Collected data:
- - - - -
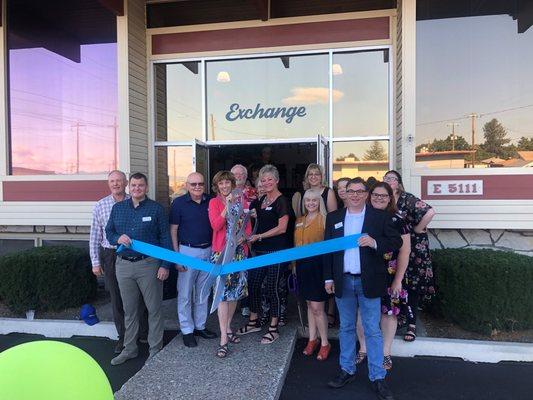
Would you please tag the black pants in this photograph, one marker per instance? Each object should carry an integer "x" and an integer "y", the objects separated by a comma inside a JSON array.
[
  {"x": 271, "y": 274},
  {"x": 108, "y": 260}
]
- - - - -
## Exercise aim
Would you write out each entry word for word and omit the images?

## Answer to this task
Would you please tag the black pants in this photograph, one marker per instance? Each object should carry an integer "x" and an integer "y", the objects separated by a comma inside a JSON array.
[
  {"x": 271, "y": 274},
  {"x": 108, "y": 260}
]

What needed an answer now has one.